PAGE.

In [1]:
#|hide
#|eval: false
! [ -e /content ] && pip install -Uqq fastrl['dev'] pyvirtualdisplay && \
                     apt-get install -y xvfb python-opengl > /dev/null 2>&1 
# NOTE: IF YOU SEE VERSION ERRORS, IT IS SAFE TO IGNORE THEM. COLAB IS BEHIND IN SOME OF THE PACKAGE VERSIONS

In [2]:
#|hide
from fastcore.imports import in_colab
# Since colab still requires tornado<6, we don't want to import nbdev if we don't have to
if not in_colab():
    from nbdev.showdoc import *
    from nbdev.imports import *
    if not os.environ.get("IN_TEST", None):
        assert IN_NOTEBOOK
        assert not IN_COLAB
        assert IN_IPYTHON
else:
    # Virutual display is needed for colab
    from pyvirtualdisplay import Display
    display = Display(visible=0, size=(400, 300))

DATA PROVIDED.
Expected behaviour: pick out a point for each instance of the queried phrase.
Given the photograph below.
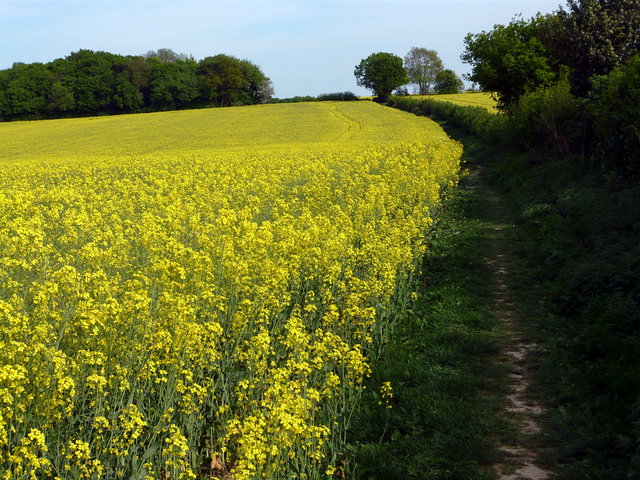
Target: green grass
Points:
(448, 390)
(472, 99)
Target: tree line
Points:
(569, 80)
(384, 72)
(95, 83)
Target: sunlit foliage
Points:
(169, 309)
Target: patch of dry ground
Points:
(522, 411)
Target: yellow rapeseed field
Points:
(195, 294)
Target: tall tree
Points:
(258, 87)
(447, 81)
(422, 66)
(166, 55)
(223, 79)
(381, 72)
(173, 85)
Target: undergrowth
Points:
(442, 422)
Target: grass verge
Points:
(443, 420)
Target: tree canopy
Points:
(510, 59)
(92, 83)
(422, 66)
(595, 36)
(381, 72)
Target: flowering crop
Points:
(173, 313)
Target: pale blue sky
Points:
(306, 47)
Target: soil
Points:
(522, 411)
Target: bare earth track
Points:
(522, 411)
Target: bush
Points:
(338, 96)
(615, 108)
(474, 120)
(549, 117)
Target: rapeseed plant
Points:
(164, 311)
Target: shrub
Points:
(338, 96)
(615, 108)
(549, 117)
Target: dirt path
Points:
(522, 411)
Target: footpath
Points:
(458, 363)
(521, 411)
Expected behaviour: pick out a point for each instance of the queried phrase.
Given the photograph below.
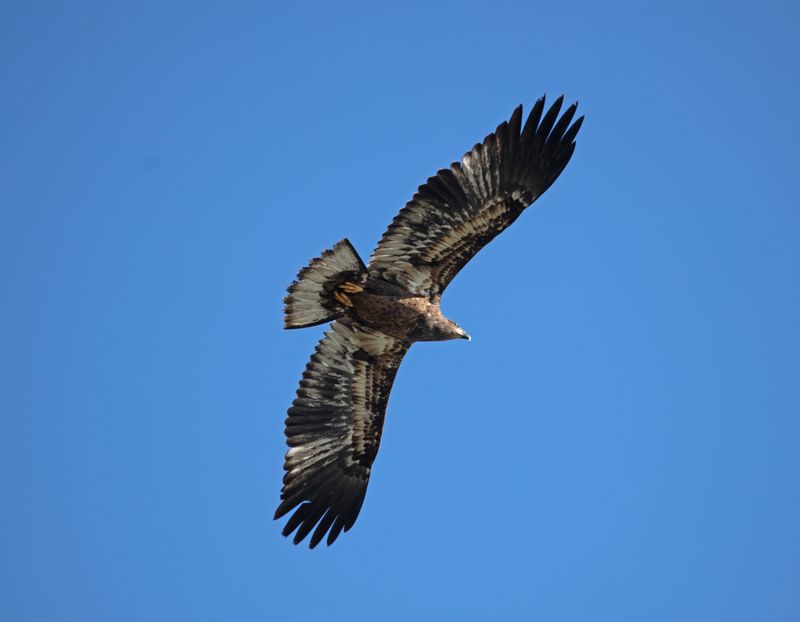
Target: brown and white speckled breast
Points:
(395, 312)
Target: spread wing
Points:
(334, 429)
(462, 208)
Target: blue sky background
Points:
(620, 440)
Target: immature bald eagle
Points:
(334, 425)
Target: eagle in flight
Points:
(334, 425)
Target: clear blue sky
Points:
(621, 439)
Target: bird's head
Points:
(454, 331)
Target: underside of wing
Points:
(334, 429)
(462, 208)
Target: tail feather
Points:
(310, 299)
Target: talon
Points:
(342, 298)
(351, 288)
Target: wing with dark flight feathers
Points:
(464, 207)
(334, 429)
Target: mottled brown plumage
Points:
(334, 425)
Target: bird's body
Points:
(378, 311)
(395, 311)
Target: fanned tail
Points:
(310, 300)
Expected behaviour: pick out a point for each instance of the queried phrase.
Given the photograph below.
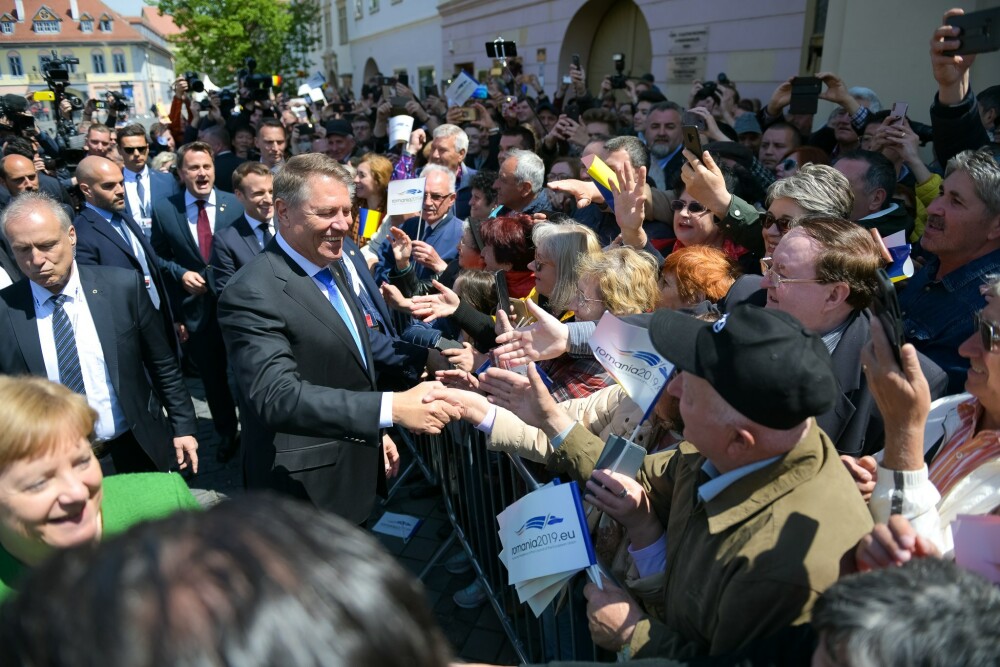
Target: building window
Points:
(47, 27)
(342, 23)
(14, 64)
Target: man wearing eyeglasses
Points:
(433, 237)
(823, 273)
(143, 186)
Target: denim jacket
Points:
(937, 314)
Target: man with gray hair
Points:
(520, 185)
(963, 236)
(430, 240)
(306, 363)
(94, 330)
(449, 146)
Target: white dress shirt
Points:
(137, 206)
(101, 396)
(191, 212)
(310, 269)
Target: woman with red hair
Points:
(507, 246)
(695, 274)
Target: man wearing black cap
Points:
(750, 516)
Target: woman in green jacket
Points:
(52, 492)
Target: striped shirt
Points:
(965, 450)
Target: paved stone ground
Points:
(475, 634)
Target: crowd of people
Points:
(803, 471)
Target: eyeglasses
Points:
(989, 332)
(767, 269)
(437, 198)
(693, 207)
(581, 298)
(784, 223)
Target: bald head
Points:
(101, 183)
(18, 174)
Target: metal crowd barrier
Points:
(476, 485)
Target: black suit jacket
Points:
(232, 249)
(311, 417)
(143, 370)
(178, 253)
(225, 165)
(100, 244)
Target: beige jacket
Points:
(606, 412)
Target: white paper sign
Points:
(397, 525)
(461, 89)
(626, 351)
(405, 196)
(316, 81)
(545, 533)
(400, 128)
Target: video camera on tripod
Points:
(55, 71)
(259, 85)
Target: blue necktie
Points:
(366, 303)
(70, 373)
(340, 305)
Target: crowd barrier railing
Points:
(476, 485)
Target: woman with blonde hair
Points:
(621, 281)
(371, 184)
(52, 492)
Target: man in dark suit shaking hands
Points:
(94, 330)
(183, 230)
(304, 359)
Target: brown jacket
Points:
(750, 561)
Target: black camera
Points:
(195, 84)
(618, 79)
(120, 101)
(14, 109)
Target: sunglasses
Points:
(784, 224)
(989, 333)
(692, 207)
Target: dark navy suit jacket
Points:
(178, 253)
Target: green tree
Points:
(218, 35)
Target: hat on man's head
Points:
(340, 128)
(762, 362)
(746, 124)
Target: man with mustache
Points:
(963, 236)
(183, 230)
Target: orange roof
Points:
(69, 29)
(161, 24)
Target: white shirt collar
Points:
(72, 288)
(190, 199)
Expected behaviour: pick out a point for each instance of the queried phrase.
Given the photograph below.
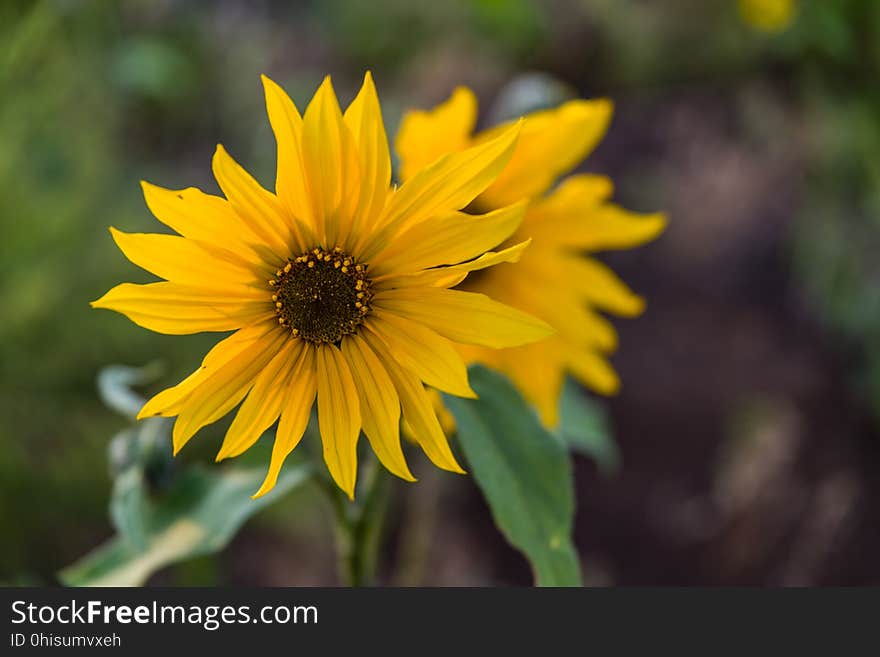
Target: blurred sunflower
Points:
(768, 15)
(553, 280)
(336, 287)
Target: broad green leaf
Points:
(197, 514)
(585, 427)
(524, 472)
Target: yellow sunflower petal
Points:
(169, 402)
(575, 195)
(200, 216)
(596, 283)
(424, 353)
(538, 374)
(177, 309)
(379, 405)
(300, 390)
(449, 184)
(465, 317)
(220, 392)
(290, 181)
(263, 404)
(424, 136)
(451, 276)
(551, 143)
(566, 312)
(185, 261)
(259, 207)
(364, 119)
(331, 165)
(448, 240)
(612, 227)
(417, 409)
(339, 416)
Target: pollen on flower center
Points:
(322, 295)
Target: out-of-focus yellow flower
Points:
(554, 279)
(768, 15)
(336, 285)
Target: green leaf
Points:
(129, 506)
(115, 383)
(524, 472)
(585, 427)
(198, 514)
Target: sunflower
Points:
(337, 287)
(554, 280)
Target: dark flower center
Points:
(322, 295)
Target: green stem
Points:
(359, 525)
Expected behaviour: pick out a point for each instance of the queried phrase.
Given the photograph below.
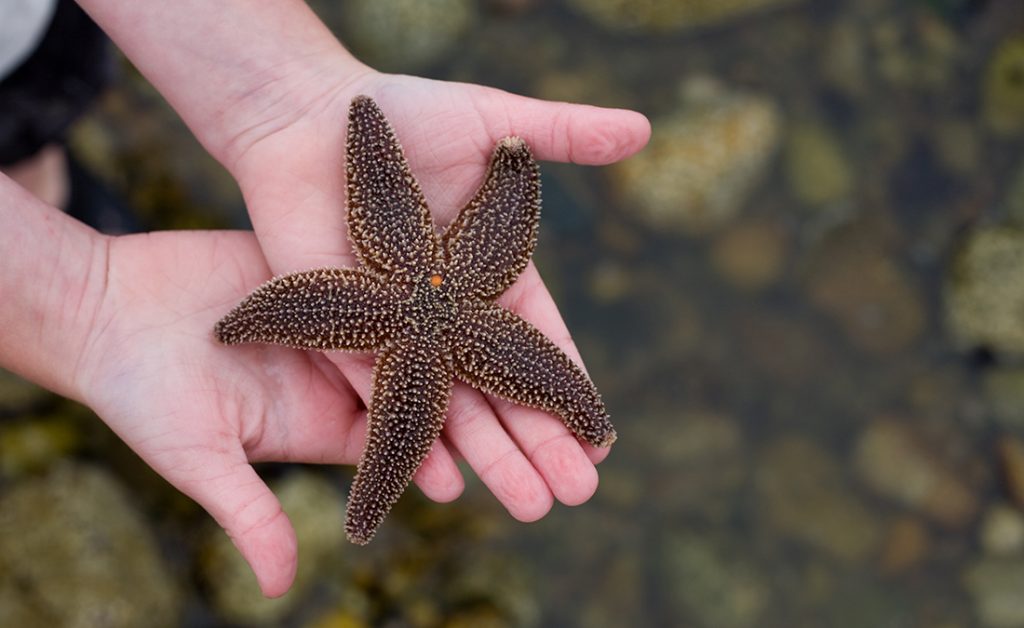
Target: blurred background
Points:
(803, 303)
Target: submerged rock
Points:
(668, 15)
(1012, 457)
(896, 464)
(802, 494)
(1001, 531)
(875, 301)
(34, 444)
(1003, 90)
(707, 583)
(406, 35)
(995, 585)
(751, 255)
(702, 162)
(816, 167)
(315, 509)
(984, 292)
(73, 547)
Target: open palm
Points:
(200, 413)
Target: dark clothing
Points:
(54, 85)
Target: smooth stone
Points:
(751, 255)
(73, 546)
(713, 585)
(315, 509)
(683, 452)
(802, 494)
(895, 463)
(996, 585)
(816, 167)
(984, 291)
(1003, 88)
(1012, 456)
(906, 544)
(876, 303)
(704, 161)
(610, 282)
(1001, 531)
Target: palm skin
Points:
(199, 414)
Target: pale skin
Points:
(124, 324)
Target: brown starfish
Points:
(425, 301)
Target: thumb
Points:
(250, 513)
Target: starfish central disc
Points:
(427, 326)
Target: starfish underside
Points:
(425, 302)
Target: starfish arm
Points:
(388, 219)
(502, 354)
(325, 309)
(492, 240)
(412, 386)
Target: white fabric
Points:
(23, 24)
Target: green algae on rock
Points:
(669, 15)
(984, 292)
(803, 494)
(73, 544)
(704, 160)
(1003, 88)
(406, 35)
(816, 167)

INSTRUCTIONS.
a: In the fastrl notebook setup code, why are the nbdev imports done only when the notebook is not running in Colab?
b: Pick up the fastrl notebook setup code right after its last line and keep writing it.
The entries have no role in any of this.

OUTPUTS BY TASK.
a: Colab still requires tornado<6, so the code avoids importing nbdev unless it has to. The nbdev imports therefore run only outside Colab.

b:
    display.start()

In [3]:
#|default_exp pipes.core

In [19]:
#|export
# Python native modules
import os
import logging
import inspect
from typing import Callable,Union
# Third party libs
from fastcore.all import *
import torchdata.datapipes as dp
from torchdata.datapipes import functional_datapipe
from torchdata.dataloader2.graph import find_dps,DataPipeGraph,Type,DataPipe,traverse,_assign_attr,replace_dp
# Local modules

# Pipes Core
> Utilities for templating pipelines

In [20]:
#|export
def find_dp(graph: DataPipeGraph, dp_type: Type[DataPipe]) -> DataPipe:
    pipes = find_dps(graph,dp_type)
    if len(pipes)==1: return pipes[0]
    elif len(pipes)>1:
        found_ids = set([id(pipe) for pipe in pipes])
        if len(found_ids)>1:
            warn(f"""There are {len(pipes)} pipes of type {dp_type}. If this is intended, 
                     please use `find_dps` directly. Returning first instance.""")
        return pipes[0]
    else:
        raise LookupError(f'Unable to find {dp_type} starting at {graph}')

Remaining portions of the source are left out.